EXERCISE GOAL
Find every line in the listing below that contains the string "house", treating uppercase and lowercase letters as different, and copy each of those lines.

Recorded data
________________

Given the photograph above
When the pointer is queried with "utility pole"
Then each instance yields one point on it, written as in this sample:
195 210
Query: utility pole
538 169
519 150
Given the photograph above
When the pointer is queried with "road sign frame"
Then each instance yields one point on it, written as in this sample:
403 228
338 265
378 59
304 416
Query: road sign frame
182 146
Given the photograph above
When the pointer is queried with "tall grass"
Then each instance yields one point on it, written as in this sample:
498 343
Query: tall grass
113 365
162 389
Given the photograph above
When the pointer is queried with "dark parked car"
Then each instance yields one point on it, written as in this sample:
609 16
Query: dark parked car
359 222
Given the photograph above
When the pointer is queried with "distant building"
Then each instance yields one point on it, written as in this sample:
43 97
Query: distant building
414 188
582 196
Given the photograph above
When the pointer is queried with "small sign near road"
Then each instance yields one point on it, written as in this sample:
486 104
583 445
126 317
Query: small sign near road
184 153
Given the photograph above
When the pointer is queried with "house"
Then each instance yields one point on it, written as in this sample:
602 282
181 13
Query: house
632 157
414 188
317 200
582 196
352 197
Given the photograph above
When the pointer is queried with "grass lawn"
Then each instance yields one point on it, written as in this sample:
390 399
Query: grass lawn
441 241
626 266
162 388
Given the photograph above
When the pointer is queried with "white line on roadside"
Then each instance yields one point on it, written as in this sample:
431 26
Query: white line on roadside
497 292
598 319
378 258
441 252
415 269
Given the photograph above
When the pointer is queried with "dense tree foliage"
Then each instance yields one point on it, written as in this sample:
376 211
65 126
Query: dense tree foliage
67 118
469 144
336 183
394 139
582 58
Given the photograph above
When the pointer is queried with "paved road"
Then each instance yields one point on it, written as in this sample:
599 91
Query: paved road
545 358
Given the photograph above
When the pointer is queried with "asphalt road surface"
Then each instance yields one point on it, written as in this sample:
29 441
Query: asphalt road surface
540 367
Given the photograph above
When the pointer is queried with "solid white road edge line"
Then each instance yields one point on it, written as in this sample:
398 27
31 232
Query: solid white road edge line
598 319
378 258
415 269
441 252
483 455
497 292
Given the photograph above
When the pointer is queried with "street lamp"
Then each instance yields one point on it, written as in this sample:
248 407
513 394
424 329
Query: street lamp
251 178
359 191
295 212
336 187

________________

EXERCISE ANSWER
When the pointer is queried with "house"
Query: house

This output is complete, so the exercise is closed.